CHALLENGE → Each line of the listing must be transcribed exactly, except for the images, which should be excluded.

※ ※ ※

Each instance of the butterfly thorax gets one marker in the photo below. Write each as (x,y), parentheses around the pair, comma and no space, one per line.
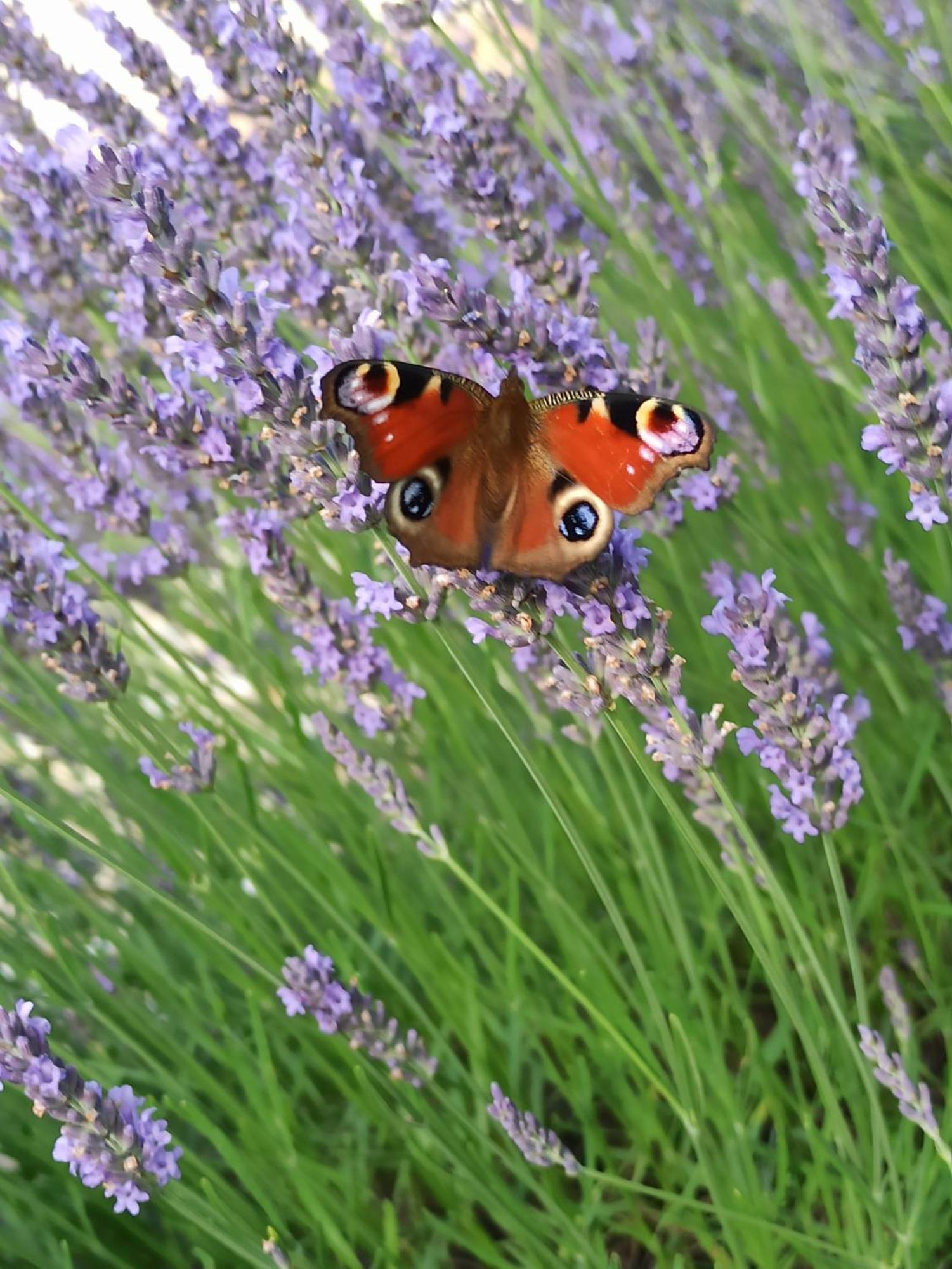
(505,440)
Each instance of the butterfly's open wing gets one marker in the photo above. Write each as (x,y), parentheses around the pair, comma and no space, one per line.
(551,522)
(592,454)
(622,446)
(415,431)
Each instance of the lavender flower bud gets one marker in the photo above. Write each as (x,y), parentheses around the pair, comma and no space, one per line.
(923,626)
(914,1101)
(313,988)
(895,1004)
(914,430)
(538,1145)
(107,1139)
(854,516)
(382,786)
(196,773)
(804,720)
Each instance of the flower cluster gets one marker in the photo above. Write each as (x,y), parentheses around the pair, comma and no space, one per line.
(805,723)
(923,626)
(914,431)
(382,786)
(914,1101)
(538,1145)
(854,516)
(107,1139)
(313,988)
(895,1004)
(196,773)
(44,611)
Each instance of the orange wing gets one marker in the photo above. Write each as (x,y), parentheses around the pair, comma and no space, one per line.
(551,523)
(623,447)
(401,417)
(415,430)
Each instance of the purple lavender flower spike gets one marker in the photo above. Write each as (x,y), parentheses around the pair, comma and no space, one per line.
(107,1139)
(923,626)
(384,787)
(193,776)
(49,615)
(313,988)
(538,1145)
(805,723)
(914,431)
(854,516)
(895,1004)
(914,1101)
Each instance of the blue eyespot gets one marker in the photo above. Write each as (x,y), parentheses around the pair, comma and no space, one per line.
(417,499)
(579,522)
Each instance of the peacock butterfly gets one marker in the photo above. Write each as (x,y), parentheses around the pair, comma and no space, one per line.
(505,483)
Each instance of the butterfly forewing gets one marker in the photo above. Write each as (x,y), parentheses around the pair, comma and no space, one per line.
(622,446)
(403,418)
(414,428)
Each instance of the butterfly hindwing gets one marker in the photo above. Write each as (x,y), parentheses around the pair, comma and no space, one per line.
(622,446)
(401,417)
(414,430)
(551,523)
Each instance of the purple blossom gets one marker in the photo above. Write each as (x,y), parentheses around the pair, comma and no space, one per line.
(914,1101)
(313,988)
(107,1139)
(538,1145)
(382,786)
(193,776)
(854,516)
(914,430)
(895,1004)
(49,615)
(923,626)
(804,721)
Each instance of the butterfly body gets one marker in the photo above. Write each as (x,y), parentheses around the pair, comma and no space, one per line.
(517,485)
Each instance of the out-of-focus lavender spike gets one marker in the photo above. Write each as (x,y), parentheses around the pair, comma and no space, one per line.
(903,22)
(626,657)
(923,626)
(895,1004)
(313,988)
(193,776)
(802,332)
(29,58)
(849,511)
(107,1139)
(50,616)
(550,345)
(805,723)
(538,1145)
(828,149)
(914,1101)
(914,430)
(385,789)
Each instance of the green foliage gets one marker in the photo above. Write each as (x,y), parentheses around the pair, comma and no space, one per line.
(691,1037)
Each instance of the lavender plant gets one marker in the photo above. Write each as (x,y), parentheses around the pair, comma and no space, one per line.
(598,905)
(106,1139)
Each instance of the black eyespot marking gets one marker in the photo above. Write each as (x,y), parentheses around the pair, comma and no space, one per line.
(663,416)
(413,381)
(579,522)
(622,411)
(417,499)
(375,378)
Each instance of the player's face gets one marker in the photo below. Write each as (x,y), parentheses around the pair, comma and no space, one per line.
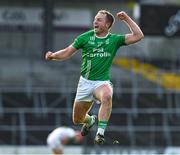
(100,23)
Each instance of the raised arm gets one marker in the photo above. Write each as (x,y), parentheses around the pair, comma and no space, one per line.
(61,54)
(136,33)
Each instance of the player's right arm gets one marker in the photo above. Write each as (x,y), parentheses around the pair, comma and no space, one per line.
(61,54)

※ ※ ※

RESPONSE TO THIS EXERCISE →
Each instance of the butterfly thorax gets one marker in the photo below. Write each as (x,y), parentheses around the pair, comma and no space, one per line.
(505,440)
Each instance of the butterfly's open wing gets one marker in the photo above. Write each as (x,y), parentheses around the pair, comma and no space, one per line.
(551,522)
(592,454)
(622,446)
(415,431)
Each instance of the lavender flower bud gets one marker in the photo above. Write each as (x,y), parentheses around the pair, comma and no space, one per line.
(923,626)
(914,1101)
(313,988)
(895,1004)
(914,430)
(538,1145)
(107,1139)
(854,516)
(382,786)
(196,773)
(804,720)
Each instance of the flower cluster gets one marker in the photo above. Write each as (x,y), parentheses around the pair, comma and no space, one per line.
(805,723)
(923,626)
(914,431)
(382,786)
(914,1101)
(538,1145)
(854,516)
(107,1139)
(313,988)
(895,1004)
(196,773)
(44,611)
Each instance of the orange wing gets one marker in the photo above. Write each as (x,y), parentheses around the pair, comma and no space, one per line.
(551,523)
(623,447)
(401,417)
(415,430)
Each instance of the purple lavender flower spike gets one marker in the photo above. Write each as (x,y), parentheses around the pair, comma and no space, one per line.
(107,1139)
(923,626)
(384,787)
(193,776)
(49,615)
(313,988)
(538,1145)
(805,723)
(914,431)
(854,516)
(895,1004)
(914,1101)
Each instance of the blue eyespot gets one marker in the photo above. Write each as (x,y), parentheses around the pair, comma and no space, one per line.
(417,499)
(579,522)
Each instance of the peacock butterfly gets one marker in the photo above. Write each as (x,y), parentheses around the pair, comma and no space, one per line.
(505,483)
Each instance of the butterfly forewing gets one marker in the photo above. Write each as (x,y), parentheses around the pair, comma and no space, one per line.
(622,446)
(403,418)
(414,428)
Each instance of the butterfly hindwing gets one marker in the photo above. Write each as (x,y), parentheses around the pair, comma and no space, one per line.
(622,446)
(401,417)
(414,430)
(551,523)
Each instance of the purple blossom gets one marker in the photo above. Write each as (x,y), parentheses around the pair, comma and no space, one per line.
(914,1101)
(313,988)
(107,1139)
(538,1145)
(382,786)
(193,776)
(854,516)
(914,430)
(895,1004)
(49,615)
(923,626)
(804,721)
Each instance of the butterfly body gets one marker in the photo above. Write each as (x,y), parentheses around the pair, comma and no space, one per line.
(517,485)
Each instance of the out-of-focus lavender spike gets one marker in the photo above. Write each as (x,y), parentheses around the pair, comma and no space, one per line.
(903,22)
(626,657)
(923,626)
(895,1004)
(313,988)
(193,776)
(802,332)
(29,58)
(849,511)
(107,1139)
(50,616)
(550,345)
(805,723)
(538,1145)
(828,149)
(914,1101)
(914,430)
(385,789)
Each instance of the green foliage gets one marker in the photo above. Write each as (x,y), parentheses around the pair, comma and no space, one per line.
(691,1037)
Each instance of the lavender plant gets one marker in the photo above. Write each as (x,y), parentheses around the pair, comma and no space, one per line.
(598,905)
(106,1139)
Each instance of the black eyespot marking gets one marker in the photo above. Write each as (x,y), parentheses around the pair, comma and no space, one per line.
(663,416)
(413,381)
(579,522)
(622,411)
(417,499)
(375,378)
Each instance of the player's face gets one marker in the photo below. Write each as (x,y), parentheses around the pair, comma and no space, one per line.
(100,23)
Each instance of the raised arm gets one marker in the photo above. Write each as (x,y), parentheses around the pair, comma and no space, one per line.
(61,54)
(136,33)
Each instance of the player's right arm gets one marker in the photo above. Write each as (x,y), parentheses around the pair, comma and no space, one per line.
(61,54)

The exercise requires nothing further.